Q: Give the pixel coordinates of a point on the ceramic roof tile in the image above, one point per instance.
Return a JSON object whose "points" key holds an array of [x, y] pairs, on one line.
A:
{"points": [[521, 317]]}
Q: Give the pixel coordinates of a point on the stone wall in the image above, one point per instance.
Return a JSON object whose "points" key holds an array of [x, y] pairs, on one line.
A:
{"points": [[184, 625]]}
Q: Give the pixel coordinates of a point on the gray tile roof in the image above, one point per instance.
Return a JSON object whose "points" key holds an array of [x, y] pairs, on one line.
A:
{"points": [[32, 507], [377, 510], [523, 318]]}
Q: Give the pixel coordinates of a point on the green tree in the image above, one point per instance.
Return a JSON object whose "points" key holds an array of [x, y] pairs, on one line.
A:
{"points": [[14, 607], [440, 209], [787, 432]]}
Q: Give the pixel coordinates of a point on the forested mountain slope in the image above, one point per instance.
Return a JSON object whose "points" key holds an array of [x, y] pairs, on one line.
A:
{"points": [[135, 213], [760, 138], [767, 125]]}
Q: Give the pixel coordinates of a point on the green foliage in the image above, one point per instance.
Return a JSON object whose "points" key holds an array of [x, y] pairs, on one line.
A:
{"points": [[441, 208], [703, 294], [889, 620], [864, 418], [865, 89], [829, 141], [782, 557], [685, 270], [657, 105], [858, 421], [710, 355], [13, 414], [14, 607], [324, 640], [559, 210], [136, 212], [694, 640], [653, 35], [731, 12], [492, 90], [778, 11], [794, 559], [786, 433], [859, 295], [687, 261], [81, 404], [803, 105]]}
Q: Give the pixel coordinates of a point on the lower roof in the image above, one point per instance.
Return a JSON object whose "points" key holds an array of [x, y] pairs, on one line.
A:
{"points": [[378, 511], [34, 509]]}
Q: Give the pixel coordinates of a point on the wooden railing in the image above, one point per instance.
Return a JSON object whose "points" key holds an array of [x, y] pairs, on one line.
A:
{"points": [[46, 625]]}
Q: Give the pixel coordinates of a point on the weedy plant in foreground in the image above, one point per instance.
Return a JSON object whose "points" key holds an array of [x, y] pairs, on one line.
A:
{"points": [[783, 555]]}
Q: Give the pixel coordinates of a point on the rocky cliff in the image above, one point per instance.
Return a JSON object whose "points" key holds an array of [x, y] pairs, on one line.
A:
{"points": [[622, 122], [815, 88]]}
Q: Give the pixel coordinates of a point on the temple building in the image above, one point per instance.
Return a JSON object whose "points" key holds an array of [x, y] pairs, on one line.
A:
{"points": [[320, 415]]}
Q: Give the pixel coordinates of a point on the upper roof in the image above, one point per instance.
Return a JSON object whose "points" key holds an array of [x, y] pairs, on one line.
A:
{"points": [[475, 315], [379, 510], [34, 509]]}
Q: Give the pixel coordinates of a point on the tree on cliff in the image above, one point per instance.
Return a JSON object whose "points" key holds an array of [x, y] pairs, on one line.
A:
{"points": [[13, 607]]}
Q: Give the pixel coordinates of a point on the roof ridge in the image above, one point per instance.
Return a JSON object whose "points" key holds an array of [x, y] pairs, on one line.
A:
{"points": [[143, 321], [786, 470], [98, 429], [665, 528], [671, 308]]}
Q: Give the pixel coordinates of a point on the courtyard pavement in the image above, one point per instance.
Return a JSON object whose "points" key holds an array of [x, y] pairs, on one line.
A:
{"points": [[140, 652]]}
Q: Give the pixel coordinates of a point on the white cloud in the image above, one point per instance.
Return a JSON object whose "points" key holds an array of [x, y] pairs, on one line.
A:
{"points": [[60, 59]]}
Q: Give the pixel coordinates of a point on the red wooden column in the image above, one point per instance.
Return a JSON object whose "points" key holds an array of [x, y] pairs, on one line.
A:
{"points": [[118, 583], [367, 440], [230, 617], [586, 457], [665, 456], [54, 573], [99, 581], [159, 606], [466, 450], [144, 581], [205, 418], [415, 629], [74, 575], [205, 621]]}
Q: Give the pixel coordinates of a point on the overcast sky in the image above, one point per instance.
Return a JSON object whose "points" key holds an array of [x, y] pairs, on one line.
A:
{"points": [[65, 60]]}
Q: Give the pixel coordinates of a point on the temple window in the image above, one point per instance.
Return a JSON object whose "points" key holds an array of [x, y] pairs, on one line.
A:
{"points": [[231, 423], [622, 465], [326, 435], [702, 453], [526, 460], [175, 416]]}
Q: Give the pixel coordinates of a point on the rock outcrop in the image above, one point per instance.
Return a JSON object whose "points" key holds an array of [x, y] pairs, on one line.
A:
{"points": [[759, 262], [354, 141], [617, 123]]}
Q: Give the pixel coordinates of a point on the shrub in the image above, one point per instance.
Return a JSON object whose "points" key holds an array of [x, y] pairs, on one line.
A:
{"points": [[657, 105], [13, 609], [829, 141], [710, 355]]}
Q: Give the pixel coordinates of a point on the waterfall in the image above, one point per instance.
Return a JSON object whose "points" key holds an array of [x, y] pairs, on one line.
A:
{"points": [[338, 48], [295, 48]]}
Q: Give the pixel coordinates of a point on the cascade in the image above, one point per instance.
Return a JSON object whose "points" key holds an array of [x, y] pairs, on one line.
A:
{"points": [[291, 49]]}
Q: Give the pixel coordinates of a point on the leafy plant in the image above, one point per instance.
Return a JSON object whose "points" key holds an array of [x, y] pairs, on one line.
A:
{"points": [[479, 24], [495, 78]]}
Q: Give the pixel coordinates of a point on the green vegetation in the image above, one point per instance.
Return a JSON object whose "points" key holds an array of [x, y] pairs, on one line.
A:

TASK INSTRUCTIONS: Quote the records above exactly, starting at the line that contains "Q: Give the pixel coordinates of a point on the cascade" and continuing through the end of the records, with both of those lines included.

ANSWER IN FULL:
Q: Give the pixel coordinates of a point on the cascade in the image above, one point per instance.
Return a JSON object whose "points" key holds an array of [x, y] pairs, on one line.
A:
{"points": [[291, 49]]}
Q: Give the pixel coordinates of a point on the leafy plant in the image above, one point per instance.
Return a JSON object whose "points" key holds an array of [x, y] pairs, on one line.
A:
{"points": [[479, 24], [495, 78]]}
Q: Give the pixel coordinates of a point on the green vegetation in the image above, one point per instance.
Return a JSON object whose "points" key holds an array of [x, y] pairs, on one line.
A:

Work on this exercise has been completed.